To do → Rewrite every line from the one containing "point: brown hair" through the final line, inclusive. Multiply each coordinate in the answers by 2.05 and round to whole numbers with halves going up, but keep the numbers in the format samples as they are.

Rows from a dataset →
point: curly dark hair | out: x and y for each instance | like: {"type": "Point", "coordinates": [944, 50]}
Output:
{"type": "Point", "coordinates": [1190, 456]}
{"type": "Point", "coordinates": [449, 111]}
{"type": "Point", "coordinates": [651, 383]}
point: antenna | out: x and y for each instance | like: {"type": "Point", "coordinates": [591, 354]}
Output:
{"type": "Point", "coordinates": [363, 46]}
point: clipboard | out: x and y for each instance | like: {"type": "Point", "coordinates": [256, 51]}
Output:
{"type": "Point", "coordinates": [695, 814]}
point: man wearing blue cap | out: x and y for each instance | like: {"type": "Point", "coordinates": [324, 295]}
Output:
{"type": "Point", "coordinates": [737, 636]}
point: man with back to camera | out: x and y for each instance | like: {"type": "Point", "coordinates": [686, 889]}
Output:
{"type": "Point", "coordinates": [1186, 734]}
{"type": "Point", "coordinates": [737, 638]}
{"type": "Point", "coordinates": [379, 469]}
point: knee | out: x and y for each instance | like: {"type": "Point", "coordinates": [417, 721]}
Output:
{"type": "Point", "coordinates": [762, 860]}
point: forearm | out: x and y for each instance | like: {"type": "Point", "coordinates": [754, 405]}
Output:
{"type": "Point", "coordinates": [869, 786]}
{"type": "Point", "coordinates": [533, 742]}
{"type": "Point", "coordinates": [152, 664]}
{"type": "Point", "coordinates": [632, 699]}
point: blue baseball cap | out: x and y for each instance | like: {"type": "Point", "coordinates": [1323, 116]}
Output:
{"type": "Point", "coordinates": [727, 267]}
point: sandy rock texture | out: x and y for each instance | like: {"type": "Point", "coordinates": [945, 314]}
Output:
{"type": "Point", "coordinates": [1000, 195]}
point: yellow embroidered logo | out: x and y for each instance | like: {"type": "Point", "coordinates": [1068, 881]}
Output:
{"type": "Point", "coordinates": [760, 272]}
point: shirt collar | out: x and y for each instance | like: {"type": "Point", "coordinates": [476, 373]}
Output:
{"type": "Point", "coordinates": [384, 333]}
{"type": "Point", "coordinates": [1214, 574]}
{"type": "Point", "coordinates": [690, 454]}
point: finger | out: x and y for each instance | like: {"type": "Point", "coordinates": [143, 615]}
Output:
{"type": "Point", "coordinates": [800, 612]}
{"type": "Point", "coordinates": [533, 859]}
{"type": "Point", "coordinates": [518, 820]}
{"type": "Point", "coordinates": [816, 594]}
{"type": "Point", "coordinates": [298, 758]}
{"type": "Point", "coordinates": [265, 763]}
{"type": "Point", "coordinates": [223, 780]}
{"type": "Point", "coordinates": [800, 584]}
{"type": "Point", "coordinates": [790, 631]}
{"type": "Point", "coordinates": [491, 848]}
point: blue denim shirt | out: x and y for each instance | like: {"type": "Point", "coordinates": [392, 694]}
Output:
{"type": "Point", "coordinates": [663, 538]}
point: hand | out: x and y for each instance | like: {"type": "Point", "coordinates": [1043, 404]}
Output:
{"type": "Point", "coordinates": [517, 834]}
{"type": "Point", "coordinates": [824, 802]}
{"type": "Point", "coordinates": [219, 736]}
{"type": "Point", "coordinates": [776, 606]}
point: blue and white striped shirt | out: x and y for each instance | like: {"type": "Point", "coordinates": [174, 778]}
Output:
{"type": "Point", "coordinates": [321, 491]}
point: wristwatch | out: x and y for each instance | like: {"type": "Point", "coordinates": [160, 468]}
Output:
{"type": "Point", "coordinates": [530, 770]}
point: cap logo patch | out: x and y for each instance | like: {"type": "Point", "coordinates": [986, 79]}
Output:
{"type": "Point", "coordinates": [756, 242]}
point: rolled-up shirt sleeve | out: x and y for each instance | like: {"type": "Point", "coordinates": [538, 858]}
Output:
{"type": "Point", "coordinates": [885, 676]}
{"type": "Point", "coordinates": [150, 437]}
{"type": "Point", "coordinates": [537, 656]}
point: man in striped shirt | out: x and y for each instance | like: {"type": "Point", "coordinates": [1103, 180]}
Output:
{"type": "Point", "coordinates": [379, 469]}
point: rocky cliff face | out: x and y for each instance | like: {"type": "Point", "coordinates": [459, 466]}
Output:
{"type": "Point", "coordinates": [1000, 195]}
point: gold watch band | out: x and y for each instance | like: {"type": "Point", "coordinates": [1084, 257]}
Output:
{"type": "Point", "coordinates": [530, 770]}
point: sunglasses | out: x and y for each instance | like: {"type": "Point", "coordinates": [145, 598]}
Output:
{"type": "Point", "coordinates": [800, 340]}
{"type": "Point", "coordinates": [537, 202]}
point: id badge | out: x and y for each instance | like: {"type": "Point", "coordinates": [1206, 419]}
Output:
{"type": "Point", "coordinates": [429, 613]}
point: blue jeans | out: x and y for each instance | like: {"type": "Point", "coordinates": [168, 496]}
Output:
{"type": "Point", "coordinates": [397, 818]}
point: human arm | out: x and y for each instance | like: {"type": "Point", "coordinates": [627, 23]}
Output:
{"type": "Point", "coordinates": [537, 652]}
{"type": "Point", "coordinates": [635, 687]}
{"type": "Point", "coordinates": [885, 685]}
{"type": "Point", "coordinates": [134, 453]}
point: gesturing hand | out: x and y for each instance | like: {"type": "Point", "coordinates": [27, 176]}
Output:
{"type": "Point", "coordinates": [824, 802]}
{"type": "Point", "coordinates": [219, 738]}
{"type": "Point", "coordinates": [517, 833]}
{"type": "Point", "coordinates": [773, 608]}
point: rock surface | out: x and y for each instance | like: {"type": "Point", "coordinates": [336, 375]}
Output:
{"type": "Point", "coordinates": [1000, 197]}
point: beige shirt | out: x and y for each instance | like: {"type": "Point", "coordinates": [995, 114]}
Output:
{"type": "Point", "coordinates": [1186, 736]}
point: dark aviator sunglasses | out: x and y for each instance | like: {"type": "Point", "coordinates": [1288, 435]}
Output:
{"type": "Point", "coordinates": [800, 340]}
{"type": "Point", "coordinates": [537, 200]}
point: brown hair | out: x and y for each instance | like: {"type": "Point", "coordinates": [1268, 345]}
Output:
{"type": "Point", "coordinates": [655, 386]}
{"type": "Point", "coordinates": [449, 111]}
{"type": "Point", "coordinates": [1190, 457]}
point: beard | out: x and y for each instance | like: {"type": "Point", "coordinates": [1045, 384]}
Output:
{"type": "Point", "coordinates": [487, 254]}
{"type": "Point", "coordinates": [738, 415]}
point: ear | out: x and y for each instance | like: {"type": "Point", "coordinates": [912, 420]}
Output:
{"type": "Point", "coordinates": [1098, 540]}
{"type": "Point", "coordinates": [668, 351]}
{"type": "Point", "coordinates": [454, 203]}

Result →
point: brown hair | out: x and y for each instance | like: {"type": "Point", "coordinates": [1268, 345]}
Output:
{"type": "Point", "coordinates": [1343, 791]}
{"type": "Point", "coordinates": [920, 228]}
{"type": "Point", "coordinates": [2440, 937]}
point: beard | out: x and y for each instance | like: {"type": "Point", "coordinates": [1045, 384]}
Output:
{"type": "Point", "coordinates": [998, 521]}
{"type": "Point", "coordinates": [1513, 851]}
point: ear | out: x and y for each instance | like: {"type": "Point", "coordinates": [912, 420]}
Output:
{"type": "Point", "coordinates": [2251, 1107]}
{"type": "Point", "coordinates": [1369, 720]}
{"type": "Point", "coordinates": [931, 416]}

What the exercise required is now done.